* _THE TASK_:
Filter the data records below, keeping only the lines that contain the string "tile".

Data records:
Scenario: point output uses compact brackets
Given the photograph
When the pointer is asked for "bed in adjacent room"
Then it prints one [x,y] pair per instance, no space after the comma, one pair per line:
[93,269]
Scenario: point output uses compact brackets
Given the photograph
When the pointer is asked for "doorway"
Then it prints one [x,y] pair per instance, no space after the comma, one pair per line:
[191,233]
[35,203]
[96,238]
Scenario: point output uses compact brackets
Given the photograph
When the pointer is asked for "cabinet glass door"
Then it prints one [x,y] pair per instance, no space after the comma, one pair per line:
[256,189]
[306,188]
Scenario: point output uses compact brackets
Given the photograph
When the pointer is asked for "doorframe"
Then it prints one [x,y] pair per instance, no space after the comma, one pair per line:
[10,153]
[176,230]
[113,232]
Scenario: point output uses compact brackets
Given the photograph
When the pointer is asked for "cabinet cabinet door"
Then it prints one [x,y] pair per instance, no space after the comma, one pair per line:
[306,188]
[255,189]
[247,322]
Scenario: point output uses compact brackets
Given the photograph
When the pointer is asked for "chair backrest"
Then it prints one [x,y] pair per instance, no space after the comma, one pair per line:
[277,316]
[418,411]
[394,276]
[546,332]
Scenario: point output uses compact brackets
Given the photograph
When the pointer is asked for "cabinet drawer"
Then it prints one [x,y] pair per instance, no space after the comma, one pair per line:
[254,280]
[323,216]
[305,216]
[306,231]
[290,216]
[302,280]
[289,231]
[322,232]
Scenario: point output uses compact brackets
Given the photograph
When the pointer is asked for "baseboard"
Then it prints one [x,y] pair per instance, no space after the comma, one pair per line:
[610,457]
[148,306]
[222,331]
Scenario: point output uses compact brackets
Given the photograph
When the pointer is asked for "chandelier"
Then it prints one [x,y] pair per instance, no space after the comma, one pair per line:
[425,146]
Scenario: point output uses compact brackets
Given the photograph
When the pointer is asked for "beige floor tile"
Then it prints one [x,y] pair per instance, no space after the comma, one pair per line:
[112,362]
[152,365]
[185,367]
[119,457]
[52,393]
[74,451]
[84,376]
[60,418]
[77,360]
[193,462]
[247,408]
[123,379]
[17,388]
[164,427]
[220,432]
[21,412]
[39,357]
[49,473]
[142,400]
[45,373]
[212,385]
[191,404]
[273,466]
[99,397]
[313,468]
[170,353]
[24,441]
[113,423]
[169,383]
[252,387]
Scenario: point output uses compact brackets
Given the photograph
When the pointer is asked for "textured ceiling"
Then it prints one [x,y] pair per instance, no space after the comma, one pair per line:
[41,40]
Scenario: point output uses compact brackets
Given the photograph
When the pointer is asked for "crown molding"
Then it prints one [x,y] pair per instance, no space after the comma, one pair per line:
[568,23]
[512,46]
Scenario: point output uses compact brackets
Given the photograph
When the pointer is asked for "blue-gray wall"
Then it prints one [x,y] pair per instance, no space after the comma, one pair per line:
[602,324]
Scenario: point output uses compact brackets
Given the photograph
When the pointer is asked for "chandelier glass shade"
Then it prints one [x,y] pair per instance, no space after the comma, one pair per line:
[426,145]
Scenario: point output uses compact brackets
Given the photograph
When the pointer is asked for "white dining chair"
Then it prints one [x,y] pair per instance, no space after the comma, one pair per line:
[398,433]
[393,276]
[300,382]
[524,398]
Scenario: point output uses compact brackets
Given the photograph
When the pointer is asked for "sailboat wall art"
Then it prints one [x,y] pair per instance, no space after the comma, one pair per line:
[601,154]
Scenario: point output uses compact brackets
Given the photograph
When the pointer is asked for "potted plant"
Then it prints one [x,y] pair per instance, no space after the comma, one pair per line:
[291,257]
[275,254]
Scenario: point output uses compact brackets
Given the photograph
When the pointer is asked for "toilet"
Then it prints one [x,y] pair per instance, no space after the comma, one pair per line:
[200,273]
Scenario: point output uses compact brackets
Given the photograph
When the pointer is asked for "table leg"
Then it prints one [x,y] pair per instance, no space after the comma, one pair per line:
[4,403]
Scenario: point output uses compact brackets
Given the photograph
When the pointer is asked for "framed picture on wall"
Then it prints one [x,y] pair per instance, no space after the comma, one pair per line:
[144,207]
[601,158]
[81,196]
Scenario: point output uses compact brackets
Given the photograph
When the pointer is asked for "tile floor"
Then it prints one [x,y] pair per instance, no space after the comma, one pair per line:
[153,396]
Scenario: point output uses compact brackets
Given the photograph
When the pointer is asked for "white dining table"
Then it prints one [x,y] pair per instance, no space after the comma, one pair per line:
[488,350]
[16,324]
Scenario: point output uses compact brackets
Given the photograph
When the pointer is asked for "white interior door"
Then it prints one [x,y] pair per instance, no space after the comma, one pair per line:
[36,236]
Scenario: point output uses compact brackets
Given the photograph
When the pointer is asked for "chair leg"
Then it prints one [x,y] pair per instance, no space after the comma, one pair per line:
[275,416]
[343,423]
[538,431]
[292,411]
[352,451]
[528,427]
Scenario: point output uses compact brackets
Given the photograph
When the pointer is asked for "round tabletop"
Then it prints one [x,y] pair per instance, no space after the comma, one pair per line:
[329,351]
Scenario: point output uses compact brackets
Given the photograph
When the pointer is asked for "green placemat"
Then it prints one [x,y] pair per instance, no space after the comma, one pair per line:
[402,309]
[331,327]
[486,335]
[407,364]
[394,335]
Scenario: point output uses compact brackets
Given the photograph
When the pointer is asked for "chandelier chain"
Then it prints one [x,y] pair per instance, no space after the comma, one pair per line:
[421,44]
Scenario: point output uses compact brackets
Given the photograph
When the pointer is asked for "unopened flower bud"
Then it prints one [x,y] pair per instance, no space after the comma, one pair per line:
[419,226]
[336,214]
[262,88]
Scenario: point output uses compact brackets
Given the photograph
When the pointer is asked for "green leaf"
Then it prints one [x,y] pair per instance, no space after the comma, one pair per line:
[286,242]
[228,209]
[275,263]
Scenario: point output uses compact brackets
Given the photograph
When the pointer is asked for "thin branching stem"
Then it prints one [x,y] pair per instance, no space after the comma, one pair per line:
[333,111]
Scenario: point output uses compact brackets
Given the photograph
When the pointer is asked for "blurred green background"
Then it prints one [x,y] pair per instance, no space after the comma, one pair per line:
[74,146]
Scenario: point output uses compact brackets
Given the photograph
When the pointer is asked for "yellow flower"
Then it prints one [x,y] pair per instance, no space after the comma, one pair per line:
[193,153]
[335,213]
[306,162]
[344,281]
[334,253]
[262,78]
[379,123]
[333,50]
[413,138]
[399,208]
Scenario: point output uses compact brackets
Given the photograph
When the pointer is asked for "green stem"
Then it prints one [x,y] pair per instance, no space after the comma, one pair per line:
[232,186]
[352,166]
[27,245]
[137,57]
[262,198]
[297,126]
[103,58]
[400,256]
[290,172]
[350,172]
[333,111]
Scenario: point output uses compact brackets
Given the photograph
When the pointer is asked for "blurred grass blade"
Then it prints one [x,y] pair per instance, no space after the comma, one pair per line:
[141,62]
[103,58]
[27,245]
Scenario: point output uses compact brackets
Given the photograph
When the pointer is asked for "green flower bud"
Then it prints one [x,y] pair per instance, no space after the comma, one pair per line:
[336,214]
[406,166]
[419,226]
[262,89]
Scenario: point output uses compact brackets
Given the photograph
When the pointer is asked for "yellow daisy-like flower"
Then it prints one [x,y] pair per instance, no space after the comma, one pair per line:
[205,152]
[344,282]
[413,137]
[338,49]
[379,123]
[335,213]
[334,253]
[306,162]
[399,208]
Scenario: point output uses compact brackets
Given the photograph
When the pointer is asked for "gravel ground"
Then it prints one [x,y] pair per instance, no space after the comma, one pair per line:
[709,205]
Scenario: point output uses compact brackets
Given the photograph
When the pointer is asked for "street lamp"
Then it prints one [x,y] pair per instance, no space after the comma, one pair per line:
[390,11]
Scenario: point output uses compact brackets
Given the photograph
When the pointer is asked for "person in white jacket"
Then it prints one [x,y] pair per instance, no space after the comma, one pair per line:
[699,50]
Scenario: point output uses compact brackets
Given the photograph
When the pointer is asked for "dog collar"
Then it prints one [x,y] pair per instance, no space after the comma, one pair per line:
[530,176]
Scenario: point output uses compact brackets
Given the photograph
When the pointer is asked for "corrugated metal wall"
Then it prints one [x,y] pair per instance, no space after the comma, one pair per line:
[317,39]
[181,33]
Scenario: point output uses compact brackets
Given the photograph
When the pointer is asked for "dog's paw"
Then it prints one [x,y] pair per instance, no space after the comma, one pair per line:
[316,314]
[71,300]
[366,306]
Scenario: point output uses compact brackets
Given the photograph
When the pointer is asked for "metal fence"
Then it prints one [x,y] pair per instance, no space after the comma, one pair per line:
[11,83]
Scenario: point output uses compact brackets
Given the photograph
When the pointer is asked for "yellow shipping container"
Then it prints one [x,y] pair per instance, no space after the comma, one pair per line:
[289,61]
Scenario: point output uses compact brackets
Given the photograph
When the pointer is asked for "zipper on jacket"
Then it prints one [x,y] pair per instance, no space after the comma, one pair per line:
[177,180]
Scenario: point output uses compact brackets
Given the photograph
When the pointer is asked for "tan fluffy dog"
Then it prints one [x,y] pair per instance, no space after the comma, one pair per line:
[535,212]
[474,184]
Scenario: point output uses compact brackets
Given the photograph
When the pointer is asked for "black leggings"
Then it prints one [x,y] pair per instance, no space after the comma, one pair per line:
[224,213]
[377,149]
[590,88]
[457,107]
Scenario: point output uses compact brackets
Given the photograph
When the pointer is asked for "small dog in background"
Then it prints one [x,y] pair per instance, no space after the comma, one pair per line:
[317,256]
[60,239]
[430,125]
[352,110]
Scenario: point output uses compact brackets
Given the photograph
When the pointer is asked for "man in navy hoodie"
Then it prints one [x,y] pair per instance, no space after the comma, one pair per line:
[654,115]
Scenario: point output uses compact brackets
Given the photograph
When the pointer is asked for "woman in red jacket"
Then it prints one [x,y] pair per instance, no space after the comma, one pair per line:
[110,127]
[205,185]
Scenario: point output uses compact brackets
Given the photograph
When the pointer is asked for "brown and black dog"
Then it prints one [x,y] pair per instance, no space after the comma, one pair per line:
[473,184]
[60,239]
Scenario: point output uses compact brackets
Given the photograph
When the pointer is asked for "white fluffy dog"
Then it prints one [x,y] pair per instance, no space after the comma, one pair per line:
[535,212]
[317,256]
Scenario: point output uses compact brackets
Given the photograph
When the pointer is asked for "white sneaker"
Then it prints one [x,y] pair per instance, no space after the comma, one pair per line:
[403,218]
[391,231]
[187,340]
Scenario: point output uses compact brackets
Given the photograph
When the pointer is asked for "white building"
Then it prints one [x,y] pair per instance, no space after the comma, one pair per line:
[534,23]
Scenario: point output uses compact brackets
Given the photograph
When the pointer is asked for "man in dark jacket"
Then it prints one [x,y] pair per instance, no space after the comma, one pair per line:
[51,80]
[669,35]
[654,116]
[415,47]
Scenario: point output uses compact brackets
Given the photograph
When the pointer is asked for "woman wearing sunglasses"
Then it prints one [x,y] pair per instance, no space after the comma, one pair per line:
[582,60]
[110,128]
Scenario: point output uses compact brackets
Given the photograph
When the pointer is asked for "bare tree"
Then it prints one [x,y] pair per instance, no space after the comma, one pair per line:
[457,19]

* _TASK ANSWER_:
When the pointer is asked for "beige floor tile"
When the pointer is asked for "tile floor"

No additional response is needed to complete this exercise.